→ **TASK BRIEF**
Return all the entries word for word, minus the pictures.

Point localization data:
------------
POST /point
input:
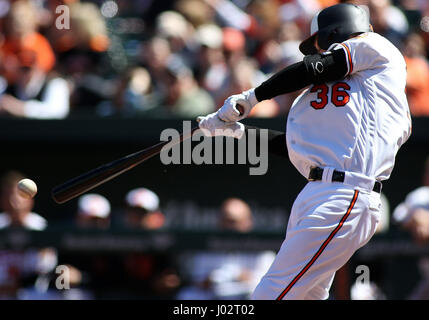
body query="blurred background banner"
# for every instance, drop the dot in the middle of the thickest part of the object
(83, 83)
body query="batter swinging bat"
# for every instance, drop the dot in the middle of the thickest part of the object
(93, 178)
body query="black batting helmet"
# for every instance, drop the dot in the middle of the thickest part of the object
(335, 24)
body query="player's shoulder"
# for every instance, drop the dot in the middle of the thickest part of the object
(419, 196)
(4, 220)
(375, 43)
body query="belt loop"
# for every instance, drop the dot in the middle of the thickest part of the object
(327, 174)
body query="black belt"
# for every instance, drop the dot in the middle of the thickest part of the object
(337, 176)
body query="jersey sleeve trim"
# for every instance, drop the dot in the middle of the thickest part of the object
(349, 58)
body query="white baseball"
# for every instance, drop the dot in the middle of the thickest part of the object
(27, 188)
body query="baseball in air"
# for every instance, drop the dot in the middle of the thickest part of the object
(27, 188)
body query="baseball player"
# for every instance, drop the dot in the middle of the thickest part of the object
(342, 134)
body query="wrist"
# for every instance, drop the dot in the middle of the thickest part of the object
(251, 97)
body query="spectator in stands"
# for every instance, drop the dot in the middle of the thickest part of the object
(135, 94)
(26, 269)
(93, 211)
(417, 75)
(81, 50)
(184, 98)
(31, 90)
(211, 68)
(413, 215)
(142, 209)
(225, 274)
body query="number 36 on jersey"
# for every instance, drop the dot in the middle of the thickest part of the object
(337, 94)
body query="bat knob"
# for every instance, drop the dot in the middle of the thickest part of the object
(240, 109)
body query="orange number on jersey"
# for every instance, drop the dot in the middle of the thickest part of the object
(322, 95)
(339, 97)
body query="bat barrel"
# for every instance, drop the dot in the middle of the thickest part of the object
(93, 178)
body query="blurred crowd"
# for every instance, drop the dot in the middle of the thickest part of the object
(175, 58)
(54, 273)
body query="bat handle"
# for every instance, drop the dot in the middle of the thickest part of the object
(240, 109)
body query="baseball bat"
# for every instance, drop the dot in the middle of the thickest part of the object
(95, 177)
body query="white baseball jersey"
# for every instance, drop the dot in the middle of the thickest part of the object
(356, 124)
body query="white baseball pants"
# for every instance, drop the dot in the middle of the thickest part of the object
(329, 221)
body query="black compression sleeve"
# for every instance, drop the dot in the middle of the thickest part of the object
(290, 79)
(314, 69)
(276, 140)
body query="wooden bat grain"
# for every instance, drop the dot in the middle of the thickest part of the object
(95, 177)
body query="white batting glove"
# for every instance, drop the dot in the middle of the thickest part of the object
(229, 112)
(213, 126)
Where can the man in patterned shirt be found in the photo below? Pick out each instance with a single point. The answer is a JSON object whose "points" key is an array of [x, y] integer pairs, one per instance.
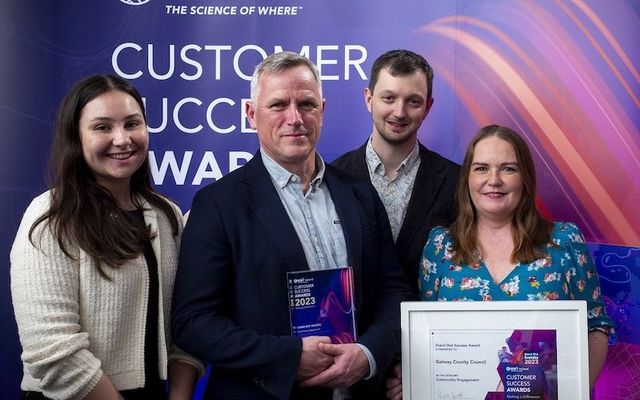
{"points": [[416, 185]]}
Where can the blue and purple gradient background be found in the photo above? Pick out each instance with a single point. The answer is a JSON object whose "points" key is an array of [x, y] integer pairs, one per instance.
{"points": [[563, 73]]}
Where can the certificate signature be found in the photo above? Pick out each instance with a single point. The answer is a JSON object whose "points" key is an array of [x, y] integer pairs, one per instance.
{"points": [[444, 395]]}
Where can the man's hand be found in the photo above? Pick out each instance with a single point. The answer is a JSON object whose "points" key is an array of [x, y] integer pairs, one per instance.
{"points": [[350, 364], [394, 383], [312, 360]]}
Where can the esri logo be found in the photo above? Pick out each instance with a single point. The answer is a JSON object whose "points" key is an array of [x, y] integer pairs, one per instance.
{"points": [[135, 2]]}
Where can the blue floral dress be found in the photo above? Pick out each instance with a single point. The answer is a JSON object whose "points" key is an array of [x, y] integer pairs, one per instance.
{"points": [[566, 273]]}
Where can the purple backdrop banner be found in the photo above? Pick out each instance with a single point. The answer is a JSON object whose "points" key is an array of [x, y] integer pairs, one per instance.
{"points": [[563, 73]]}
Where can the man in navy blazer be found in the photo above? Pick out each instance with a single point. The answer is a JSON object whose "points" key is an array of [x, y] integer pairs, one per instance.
{"points": [[417, 185], [285, 210]]}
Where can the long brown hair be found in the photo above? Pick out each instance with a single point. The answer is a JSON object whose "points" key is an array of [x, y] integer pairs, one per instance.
{"points": [[529, 229], [82, 212]]}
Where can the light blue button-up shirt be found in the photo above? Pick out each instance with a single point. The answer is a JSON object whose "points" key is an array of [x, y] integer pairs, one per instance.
{"points": [[315, 220]]}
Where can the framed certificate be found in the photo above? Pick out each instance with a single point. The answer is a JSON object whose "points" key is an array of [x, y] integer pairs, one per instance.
{"points": [[509, 350]]}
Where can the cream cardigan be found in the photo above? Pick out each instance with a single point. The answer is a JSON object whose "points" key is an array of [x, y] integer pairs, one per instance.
{"points": [[73, 324]]}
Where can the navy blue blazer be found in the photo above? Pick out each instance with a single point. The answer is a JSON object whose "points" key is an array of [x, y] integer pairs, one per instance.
{"points": [[230, 299], [432, 203]]}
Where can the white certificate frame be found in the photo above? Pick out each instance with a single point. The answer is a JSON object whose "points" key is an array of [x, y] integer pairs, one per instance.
{"points": [[567, 317]]}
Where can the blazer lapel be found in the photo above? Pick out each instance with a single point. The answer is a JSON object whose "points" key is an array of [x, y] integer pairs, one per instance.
{"points": [[345, 202], [265, 202]]}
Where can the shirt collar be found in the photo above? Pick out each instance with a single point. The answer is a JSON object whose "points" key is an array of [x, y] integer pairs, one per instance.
{"points": [[282, 177], [375, 164]]}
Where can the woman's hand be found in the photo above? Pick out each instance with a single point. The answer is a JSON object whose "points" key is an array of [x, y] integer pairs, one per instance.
{"points": [[394, 383]]}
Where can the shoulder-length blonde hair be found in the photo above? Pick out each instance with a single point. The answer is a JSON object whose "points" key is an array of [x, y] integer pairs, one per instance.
{"points": [[529, 229]]}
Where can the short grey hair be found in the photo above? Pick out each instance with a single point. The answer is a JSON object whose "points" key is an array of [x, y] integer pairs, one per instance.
{"points": [[279, 62]]}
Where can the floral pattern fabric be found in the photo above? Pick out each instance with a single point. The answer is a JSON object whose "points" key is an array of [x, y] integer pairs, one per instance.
{"points": [[566, 272]]}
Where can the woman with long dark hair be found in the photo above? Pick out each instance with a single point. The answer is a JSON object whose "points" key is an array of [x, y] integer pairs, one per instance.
------------
→ **RESULT OF THIS EXERCISE**
POST /point
input:
body query="blurred background banner"
# for every instance, drop the dot in the middle of the thickest part of the object
(83, 83)
body query="batter swinging bat"
# for every instance, drop the dot in the middle of the thickest part of the object
(93, 178)
body query="black batting helmet"
# for every instance, drop the dot in the middle of the thickest part of the object
(335, 24)
body query="player's shoulder"
# for every instance, drop the dot in the middle of the thickest part of the object
(419, 196)
(4, 220)
(375, 43)
body query="belt loop"
# for every instance, drop the dot in the middle of the thickest part of the object
(327, 174)
body query="black belt"
# for every instance, drop the dot in the middle of the thickest part of the object
(337, 176)
body query="jersey sleeve trim"
# for every instance, drop the dot in the middle of the thickest part of the object
(349, 58)
body query="white baseball"
# for every instance, drop the dot in the middle of the thickest part of the object
(27, 188)
body query="baseball in air"
# for every instance, drop the dot in the middle of the thickest part of the object
(27, 188)
body query="baseball player"
# for every instance, drop the dot in the middle of the thickest part of the object
(342, 134)
body query="wrist"
# for every instance, drop the dot in the middle of the thickest part of the object
(251, 97)
body query="spectator in stands"
# for every instance, drop the dot in the middle of the thickest part of the object
(135, 94)
(26, 269)
(93, 211)
(417, 75)
(81, 50)
(184, 98)
(31, 90)
(211, 68)
(413, 215)
(142, 209)
(225, 274)
body query="number 36 on jersey"
# for every instance, drop the dot in the middle of the thickest part of the object
(337, 94)
body query="bat knob"
# for every instance, drop the dot in the middle of the thickest part of the object
(240, 109)
body query="orange number on jersey"
# for every instance, drop the dot in the middle of the thickest part of the object
(322, 95)
(339, 97)
body query="bat barrel"
# for every instance, drop the dot in the middle of the thickest part of the object
(93, 178)
body query="blurred crowd"
# for every instance, drop the dot in the middle of the thickest part of the object
(175, 58)
(54, 273)
body query="bat handle"
# for every instance, drop the dot in the middle of the thickest part of the object
(240, 109)
body query="baseball bat"
# for every instance, drop the dot in the middle of the thickest part of the object
(95, 177)
body query="white baseball jersey"
# for every instance, drop the dot in the middle of the thickest part of the object
(356, 124)
body query="white baseball pants"
# for every instance, drop the dot in the middle of the thickest part of the object
(329, 221)
body query="black compression sleeve"
# for every instance, drop the dot in the middle of the thickest part of the object
(290, 79)
(314, 69)
(276, 140)
body query="wooden bat grain"
# for every instance, drop the dot in the middle of the thickest part of the object
(95, 177)
body query="white batting glove"
# for every instance, drop the dot in the middle of the thickest part of the object
(229, 112)
(213, 126)
Where can the man in patterned shirt be found in the photo below? Pick out each instance with a single point. The answer is a JSON object whose "points" key is an array of [x, y] integer pairs, one per instance.
{"points": [[416, 185]]}
Where can the blue and purple gradient background be found in the photo above? Pick out each instance with a single point. The answer is a JSON object whose "points" key is an array of [x, y] integer pairs, one per instance.
{"points": [[563, 73]]}
Where can the certificate signature be found in the photo above? Pick out each instance with a single point. The answer is a JSON object whose "points" key is an array of [x, y] integer pairs, one per instance.
{"points": [[444, 395]]}
Where can the man's hand be found in the photo above? Pick out each instance with a single point. The answer is a JSON object whose "points" key is an array of [x, y] integer pairs, one per instance.
{"points": [[350, 364], [394, 383], [312, 360]]}
Where can the esri logo be found in the photo above? Pick out each instance with a single point. The answer is a JSON object whose "points" key is an array of [x, y] integer pairs, one per instance.
{"points": [[135, 2]]}
Where can the blue floral dress be found in the photo above? Pick out each instance with a single point. The answer is a JSON object whose "points" key is an array of [x, y] integer pairs, one per instance.
{"points": [[566, 273]]}
Where can the purple backdrop banner be found in the photo above? Pick out each instance with a single point. The answer is a JSON object whose "points" key is an array of [x, y] integer pairs, one per instance.
{"points": [[563, 73]]}
Where can the man in navy blazer be found in the photo above? Pick out each instance with a single point. The answer is a JSON object whose "points" key is an array of [x, y] integer pairs, one per instance.
{"points": [[417, 185], [285, 210]]}
Where can the long brown hair be found in the photo above? Pick out each instance with a single point. The answer is a JSON object whose "points" key is an array of [x, y] integer pairs, one per instance.
{"points": [[529, 229], [82, 212]]}
Where can the light blue button-up shirt be found in the photo above? Pick out each instance with a single point. The answer is a JSON object whose "points" key is an array of [x, y] integer pairs, one per instance.
{"points": [[315, 220]]}
Where can the framed certificate be found in the photo above? Pick out each instance with a single point. The answer is a JSON object whose "points" key is an array of [x, y] integer pairs, one per instance.
{"points": [[509, 350]]}
Where can the cream cardigan be found in the photo above? Pick out each instance with a single point. The answer is a JSON object whose "points" key is an array of [x, y] integer pairs, one per instance.
{"points": [[73, 324]]}
Where can the navy blue blazer be found in the photo above? Pick out each instance with a single point. The answer is a JSON object whose "points" key is an array of [x, y] integer pairs, one per instance.
{"points": [[230, 299], [432, 203]]}
Where can the white certificate frame be found in the photo above? Pick out each instance with a single point. The answer is a JSON object whose "points" key is an array of [x, y] integer pairs, one per instance.
{"points": [[567, 317]]}
Where can the blazer lapel be found in the photo above? Pick out each instance with a single point. The answer is a JSON object whose "points" key is an array of [x, y] integer pairs, one per instance.
{"points": [[345, 202], [265, 202]]}
Where can the shirt collar be found in the photo above? Pick out each instance with a single point. The answer is a JSON object whose "points" key is an array of [x, y] integer pairs, one per instance.
{"points": [[282, 177], [375, 164]]}
Where can the woman's hand be found in the photo above? Pick out each instance with a single point. The answer is a JSON object whose "points" key is an array of [x, y] integer pairs, one per instance.
{"points": [[394, 383]]}
Where can the shoulder-length blonde hair be found in the photo above? Pick out each instance with a single point. The answer is a JSON object whose "points" key is an array of [x, y] integer pairs, one per instance.
{"points": [[529, 229]]}
Where can the short grey hair be found in the photo above? Pick out each instance with a single point. The answer is a JSON object whose "points" key is an array of [x, y] integer pairs, one per instance.
{"points": [[279, 62]]}
Where can the floral pattern fabric be found in the photo above? Pick out each instance with a single point. The answer is a JSON object whose "points" key is an array of [x, y] integer pairs, one per instance.
{"points": [[566, 272]]}
Where can the woman with long dark hair be found in the photo above? Pick out each instance with a single point. The answer is a JSON object whose "points" key is an array of [x, y] integer pairs, one per instance.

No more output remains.